Point annotation records:
-- start --

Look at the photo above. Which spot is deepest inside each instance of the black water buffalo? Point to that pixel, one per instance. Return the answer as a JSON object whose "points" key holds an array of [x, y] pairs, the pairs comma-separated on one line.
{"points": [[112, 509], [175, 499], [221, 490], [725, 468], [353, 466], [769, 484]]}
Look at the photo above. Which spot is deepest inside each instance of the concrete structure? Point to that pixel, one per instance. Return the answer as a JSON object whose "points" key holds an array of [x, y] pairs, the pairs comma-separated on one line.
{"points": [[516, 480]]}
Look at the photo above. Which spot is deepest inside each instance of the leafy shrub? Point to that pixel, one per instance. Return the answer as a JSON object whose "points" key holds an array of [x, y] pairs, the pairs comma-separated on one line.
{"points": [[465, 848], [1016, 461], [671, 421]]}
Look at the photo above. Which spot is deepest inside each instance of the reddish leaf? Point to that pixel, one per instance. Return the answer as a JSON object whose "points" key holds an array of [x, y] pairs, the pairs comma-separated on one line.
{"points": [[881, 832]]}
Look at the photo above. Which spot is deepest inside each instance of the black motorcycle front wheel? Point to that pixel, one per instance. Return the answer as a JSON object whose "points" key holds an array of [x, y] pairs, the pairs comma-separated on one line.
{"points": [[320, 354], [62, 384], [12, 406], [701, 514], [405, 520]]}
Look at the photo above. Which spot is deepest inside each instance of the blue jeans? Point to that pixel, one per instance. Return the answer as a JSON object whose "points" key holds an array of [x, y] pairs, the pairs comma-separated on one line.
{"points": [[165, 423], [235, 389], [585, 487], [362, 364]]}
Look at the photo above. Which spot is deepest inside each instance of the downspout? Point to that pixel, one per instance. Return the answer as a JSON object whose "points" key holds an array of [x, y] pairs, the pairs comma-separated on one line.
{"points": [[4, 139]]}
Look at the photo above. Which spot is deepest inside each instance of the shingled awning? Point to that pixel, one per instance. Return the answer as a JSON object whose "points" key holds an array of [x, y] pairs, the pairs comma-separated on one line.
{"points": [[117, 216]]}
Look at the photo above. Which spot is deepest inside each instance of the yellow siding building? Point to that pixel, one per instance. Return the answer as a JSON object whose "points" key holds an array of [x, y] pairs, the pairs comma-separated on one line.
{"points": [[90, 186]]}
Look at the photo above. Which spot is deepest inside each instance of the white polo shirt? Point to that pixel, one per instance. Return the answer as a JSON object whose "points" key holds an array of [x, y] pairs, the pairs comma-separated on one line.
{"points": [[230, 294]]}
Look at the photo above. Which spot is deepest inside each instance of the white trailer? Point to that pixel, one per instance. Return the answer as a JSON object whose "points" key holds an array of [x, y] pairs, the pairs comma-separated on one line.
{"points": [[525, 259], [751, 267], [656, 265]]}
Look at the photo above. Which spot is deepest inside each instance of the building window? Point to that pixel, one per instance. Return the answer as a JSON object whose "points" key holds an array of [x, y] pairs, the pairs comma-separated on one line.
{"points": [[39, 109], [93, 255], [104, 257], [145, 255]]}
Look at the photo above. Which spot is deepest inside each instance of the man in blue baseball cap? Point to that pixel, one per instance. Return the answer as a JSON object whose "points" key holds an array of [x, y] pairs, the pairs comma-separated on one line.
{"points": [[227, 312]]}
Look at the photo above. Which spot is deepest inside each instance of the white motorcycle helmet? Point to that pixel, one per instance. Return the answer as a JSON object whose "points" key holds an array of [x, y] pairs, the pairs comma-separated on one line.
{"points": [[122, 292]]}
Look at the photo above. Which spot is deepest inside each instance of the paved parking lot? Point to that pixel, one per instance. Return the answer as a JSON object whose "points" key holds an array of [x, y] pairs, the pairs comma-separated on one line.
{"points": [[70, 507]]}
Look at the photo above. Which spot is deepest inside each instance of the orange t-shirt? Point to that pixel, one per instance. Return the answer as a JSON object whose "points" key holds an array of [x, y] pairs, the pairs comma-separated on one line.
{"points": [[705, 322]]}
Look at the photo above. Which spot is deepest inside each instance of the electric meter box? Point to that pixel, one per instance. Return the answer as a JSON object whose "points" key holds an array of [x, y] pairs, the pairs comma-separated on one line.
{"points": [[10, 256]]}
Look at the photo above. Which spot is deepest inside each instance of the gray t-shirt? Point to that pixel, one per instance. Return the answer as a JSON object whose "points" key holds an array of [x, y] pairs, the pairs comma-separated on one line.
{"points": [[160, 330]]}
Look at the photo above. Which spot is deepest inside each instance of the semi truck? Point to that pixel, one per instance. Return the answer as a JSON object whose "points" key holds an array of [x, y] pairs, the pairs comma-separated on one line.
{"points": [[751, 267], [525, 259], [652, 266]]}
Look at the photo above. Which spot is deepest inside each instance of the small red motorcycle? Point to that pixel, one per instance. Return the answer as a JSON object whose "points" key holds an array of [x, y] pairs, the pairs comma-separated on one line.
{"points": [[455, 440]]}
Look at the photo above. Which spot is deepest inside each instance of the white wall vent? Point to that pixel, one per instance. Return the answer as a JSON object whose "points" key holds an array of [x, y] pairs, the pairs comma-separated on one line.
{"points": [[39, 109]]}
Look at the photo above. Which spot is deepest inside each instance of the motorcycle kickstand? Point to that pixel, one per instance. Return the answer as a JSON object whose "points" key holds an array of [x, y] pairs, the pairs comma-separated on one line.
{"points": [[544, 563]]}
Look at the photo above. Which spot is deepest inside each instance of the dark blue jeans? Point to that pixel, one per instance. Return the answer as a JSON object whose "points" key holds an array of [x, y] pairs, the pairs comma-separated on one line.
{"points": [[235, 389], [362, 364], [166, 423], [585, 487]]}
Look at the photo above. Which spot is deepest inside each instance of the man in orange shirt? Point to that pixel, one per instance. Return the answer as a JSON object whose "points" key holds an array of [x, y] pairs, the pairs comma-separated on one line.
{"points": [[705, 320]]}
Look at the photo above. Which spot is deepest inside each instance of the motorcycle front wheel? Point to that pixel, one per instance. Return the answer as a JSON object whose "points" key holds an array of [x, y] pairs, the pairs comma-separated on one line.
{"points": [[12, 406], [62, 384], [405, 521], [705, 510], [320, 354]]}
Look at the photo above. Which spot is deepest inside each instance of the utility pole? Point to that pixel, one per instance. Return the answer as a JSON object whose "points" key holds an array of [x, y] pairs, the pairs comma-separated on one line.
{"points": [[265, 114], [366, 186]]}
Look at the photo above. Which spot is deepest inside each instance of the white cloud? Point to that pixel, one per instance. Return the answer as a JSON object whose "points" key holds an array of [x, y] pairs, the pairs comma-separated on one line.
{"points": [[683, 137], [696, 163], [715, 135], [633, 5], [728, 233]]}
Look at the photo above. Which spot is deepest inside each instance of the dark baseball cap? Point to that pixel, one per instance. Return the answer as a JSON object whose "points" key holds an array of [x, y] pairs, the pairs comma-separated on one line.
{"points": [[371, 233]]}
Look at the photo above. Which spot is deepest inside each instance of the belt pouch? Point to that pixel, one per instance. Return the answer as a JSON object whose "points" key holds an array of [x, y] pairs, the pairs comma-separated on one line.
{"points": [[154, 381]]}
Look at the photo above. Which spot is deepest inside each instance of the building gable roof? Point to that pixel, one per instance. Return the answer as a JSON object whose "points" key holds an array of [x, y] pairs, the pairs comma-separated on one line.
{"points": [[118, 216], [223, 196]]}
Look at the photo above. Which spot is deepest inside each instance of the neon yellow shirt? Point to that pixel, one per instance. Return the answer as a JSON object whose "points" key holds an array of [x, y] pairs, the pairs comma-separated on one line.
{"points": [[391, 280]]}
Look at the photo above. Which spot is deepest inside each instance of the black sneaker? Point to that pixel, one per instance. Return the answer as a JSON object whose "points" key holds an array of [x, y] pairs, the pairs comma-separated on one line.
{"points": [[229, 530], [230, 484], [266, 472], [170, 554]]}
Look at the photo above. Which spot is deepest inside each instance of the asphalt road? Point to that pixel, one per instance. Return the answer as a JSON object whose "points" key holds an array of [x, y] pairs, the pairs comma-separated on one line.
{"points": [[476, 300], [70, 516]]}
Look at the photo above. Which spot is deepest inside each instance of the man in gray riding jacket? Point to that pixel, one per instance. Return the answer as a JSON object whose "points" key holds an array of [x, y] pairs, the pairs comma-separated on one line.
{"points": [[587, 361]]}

-- end --

* Task requirements *
Transcribe exactly, and only, the lines from the one bearing "of the asphalt" through the last line of the entries, counting both.

* Complete answer *
Look at the photo above. Which spot is deepest inside each instance of the asphalt road? Point to that pixel, one per instance. Return the answer as a JSON object whose "points" key holds an array of [x, y] pairs, the pairs comma-separated on one line.
{"points": [[476, 300], [70, 516]]}
Look at the photo above. Which spot is deepest inside each instance of the man in gray riding jacket? Point to that pixel, one per instance. Return the answer as a JSON object whose "points" key holds an array of [x, y] pairs, the pairs comma-separated on one line.
{"points": [[587, 361]]}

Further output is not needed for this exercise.